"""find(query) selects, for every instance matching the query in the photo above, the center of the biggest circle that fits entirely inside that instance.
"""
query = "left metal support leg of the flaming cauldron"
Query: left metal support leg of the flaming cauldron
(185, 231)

========

### Work order
All of the entries must be given again, word for word.

### Exercise response
"""find(query) selects, for every instance matching the query in the photo above, the center of the biggest circle that fits entirely inside that instance.
"""
query = "left metal support leg of the flaming cauldron"
Query: left metal support leg of the flaming cauldron
(185, 231)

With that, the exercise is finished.